## [Work task]
Only the lines from the one with "of the poster" to the end of the data below should be returned, each exactly as it stands.

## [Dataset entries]
-*-*-
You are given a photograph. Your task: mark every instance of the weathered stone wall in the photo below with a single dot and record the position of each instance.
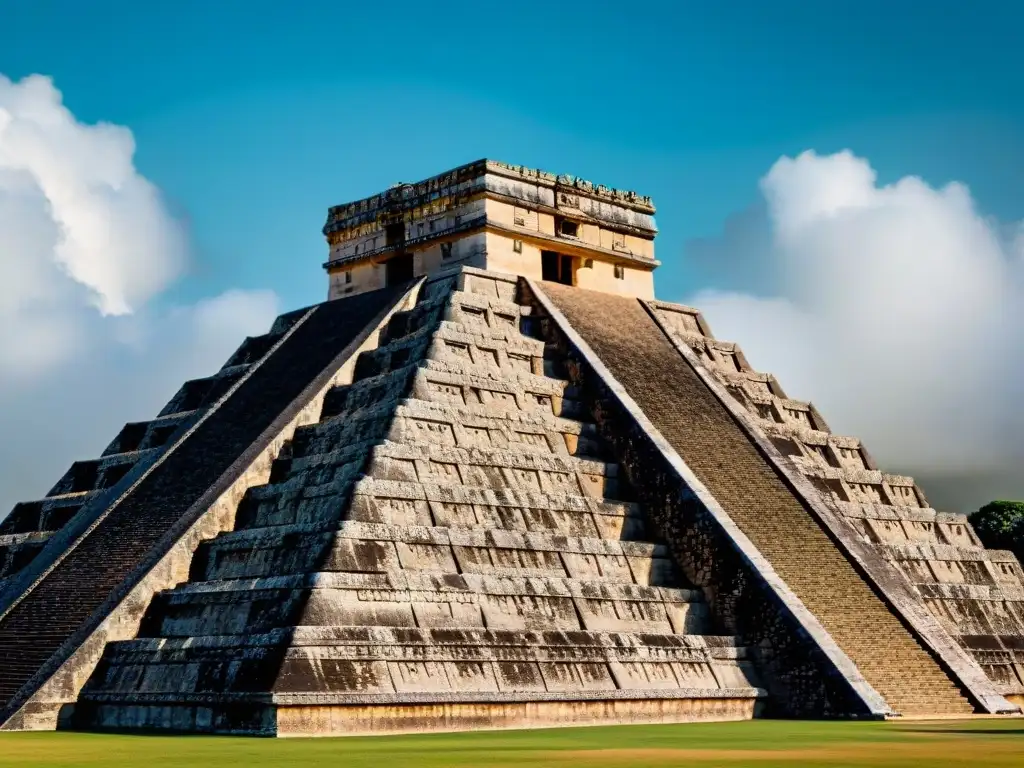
(977, 595)
(98, 588)
(450, 541)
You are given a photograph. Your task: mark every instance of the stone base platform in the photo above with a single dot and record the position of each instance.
(291, 716)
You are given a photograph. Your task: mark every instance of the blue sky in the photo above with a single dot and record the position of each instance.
(254, 117)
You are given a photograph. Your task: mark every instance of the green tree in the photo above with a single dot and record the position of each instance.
(1000, 525)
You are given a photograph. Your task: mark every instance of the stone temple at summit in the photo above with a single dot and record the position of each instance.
(493, 482)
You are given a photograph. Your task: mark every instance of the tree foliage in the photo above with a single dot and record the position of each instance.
(1000, 525)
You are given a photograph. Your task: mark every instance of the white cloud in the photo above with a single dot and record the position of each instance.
(897, 310)
(86, 246)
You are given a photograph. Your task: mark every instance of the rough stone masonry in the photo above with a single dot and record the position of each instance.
(493, 482)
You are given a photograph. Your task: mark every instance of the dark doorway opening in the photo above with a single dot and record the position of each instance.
(556, 267)
(399, 268)
(394, 233)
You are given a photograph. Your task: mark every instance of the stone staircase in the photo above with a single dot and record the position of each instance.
(688, 415)
(977, 595)
(151, 492)
(451, 545)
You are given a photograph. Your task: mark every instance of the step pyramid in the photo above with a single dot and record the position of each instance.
(451, 542)
(481, 498)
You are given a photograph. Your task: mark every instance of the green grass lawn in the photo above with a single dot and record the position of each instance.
(763, 742)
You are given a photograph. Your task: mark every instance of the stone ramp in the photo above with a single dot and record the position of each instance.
(697, 426)
(62, 608)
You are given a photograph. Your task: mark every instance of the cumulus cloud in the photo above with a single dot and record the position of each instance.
(87, 247)
(897, 310)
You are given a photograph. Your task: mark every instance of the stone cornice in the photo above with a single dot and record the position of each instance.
(468, 179)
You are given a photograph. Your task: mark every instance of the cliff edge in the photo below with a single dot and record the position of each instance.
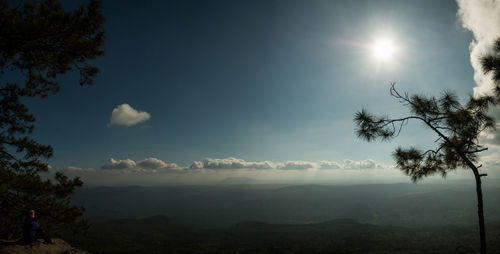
(59, 247)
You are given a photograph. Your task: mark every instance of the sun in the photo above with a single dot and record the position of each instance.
(383, 49)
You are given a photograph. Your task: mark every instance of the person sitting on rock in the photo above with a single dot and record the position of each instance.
(32, 230)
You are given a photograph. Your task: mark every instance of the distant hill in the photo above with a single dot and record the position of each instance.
(59, 247)
(412, 205)
(160, 234)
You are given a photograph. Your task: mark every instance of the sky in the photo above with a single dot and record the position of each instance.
(194, 91)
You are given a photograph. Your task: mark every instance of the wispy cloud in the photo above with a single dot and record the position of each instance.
(125, 115)
(119, 164)
(482, 18)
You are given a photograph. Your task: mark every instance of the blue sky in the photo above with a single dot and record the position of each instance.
(255, 80)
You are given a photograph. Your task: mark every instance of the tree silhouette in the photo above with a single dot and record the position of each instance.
(456, 125)
(38, 43)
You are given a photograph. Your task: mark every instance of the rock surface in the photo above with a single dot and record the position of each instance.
(59, 247)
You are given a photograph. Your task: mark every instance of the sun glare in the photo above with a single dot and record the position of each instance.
(383, 49)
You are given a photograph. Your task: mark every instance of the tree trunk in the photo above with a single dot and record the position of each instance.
(480, 213)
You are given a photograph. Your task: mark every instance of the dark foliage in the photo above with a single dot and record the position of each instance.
(39, 41)
(457, 127)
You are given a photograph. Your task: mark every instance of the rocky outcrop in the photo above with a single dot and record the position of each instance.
(58, 247)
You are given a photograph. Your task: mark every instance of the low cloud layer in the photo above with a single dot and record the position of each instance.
(125, 115)
(482, 18)
(154, 163)
(152, 171)
(231, 163)
(119, 164)
(234, 163)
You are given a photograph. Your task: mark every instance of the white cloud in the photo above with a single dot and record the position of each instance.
(364, 164)
(154, 163)
(298, 165)
(482, 17)
(234, 163)
(329, 165)
(125, 115)
(71, 169)
(119, 164)
(196, 165)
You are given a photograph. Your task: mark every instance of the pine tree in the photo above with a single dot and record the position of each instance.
(39, 42)
(457, 127)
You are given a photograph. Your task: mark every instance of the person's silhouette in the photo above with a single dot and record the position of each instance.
(32, 230)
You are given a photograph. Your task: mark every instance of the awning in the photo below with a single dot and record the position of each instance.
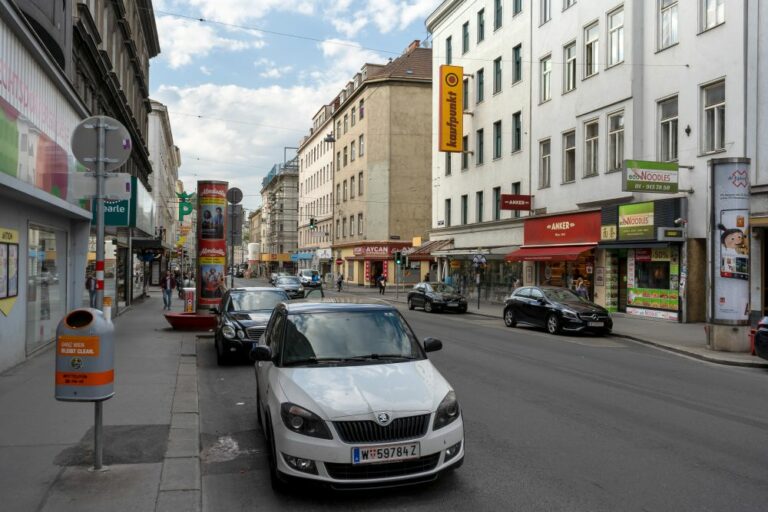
(550, 253)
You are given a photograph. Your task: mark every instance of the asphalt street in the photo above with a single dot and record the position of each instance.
(553, 423)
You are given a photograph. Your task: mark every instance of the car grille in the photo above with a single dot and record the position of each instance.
(382, 470)
(254, 333)
(371, 432)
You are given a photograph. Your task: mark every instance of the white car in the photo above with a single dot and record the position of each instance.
(348, 398)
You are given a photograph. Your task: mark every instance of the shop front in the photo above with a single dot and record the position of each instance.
(640, 266)
(559, 250)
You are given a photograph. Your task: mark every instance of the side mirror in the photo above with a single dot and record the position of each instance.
(260, 353)
(432, 345)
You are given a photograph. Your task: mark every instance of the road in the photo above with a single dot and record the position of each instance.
(552, 423)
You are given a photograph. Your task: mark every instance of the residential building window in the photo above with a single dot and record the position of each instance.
(546, 79)
(480, 25)
(667, 23)
(465, 153)
(480, 85)
(544, 154)
(591, 139)
(668, 130)
(546, 11)
(497, 75)
(591, 50)
(713, 13)
(497, 139)
(569, 71)
(569, 157)
(616, 37)
(479, 205)
(517, 63)
(480, 147)
(714, 117)
(615, 141)
(517, 131)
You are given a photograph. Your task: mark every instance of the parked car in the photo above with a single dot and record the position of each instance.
(556, 309)
(241, 320)
(347, 397)
(436, 296)
(292, 286)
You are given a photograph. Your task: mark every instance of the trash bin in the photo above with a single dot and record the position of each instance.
(189, 300)
(761, 338)
(85, 354)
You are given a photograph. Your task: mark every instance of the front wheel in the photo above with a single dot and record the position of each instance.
(553, 324)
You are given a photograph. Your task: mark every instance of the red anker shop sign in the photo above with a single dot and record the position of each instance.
(575, 228)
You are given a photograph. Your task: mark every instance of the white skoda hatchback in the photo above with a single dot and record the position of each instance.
(348, 398)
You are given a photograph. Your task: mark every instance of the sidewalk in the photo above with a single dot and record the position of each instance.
(688, 339)
(151, 427)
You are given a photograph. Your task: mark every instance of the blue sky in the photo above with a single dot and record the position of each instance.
(256, 91)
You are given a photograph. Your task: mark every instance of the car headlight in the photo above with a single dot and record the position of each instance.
(302, 421)
(447, 412)
(228, 331)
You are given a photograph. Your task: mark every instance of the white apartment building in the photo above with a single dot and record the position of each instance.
(661, 81)
(316, 194)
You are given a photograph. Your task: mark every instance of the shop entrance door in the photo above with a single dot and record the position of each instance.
(623, 283)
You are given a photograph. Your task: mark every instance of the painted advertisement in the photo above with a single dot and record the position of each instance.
(729, 234)
(211, 243)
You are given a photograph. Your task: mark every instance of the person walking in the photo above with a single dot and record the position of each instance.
(168, 284)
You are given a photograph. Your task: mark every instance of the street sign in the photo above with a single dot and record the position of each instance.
(117, 143)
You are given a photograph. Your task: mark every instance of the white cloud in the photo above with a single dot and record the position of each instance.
(183, 40)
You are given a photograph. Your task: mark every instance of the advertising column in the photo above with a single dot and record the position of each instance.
(211, 242)
(729, 254)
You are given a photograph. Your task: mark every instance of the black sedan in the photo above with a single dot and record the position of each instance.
(436, 297)
(556, 309)
(242, 319)
(291, 285)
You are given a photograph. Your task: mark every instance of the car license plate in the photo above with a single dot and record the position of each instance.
(389, 453)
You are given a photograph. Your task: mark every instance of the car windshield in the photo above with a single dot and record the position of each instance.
(562, 295)
(442, 288)
(252, 301)
(348, 337)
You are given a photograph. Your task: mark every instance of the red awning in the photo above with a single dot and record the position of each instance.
(551, 253)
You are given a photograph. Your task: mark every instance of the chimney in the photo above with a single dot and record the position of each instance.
(413, 46)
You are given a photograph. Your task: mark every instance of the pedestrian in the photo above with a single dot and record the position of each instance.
(90, 285)
(168, 284)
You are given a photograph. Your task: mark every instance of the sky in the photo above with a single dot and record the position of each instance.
(243, 85)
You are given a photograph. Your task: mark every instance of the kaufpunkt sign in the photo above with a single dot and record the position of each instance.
(646, 176)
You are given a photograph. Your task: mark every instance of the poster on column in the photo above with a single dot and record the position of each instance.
(211, 244)
(730, 239)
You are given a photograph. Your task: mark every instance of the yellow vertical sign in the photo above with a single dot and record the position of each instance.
(451, 124)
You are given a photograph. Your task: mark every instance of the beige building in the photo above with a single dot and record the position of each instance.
(383, 158)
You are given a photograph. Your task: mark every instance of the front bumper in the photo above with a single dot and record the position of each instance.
(333, 458)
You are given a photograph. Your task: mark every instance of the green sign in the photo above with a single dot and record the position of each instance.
(645, 176)
(636, 221)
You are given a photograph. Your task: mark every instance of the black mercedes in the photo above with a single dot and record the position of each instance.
(556, 309)
(242, 319)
-*-*-
## [Answer for the task]
You are given a photograph. Your task: mark every instance of the poster on column in the photo above with a single dot and record the position of each instance.
(211, 244)
(730, 239)
You are given a photograph. Your task: mark every instance of the yellow vertical sign in the photo above with a single dot and record the position of each instance.
(451, 124)
You are given a photograph. Your task: mark every instance of the beige building in the photo above with a single dot and record the position of each instance.
(383, 158)
You are given a photograph. Your task: mark every instance of the front bumper in the photo above with a single dot and record the position of each instance.
(333, 458)
You are given a photograph. Your task: mark every instance of the green sign in the photo above with a single dot and record the position of each instance.
(645, 176)
(636, 221)
You are given a photograph. Your task: mark every instance of the black mercedes in the photo above with a single dot and record the position of each instance.
(556, 309)
(242, 319)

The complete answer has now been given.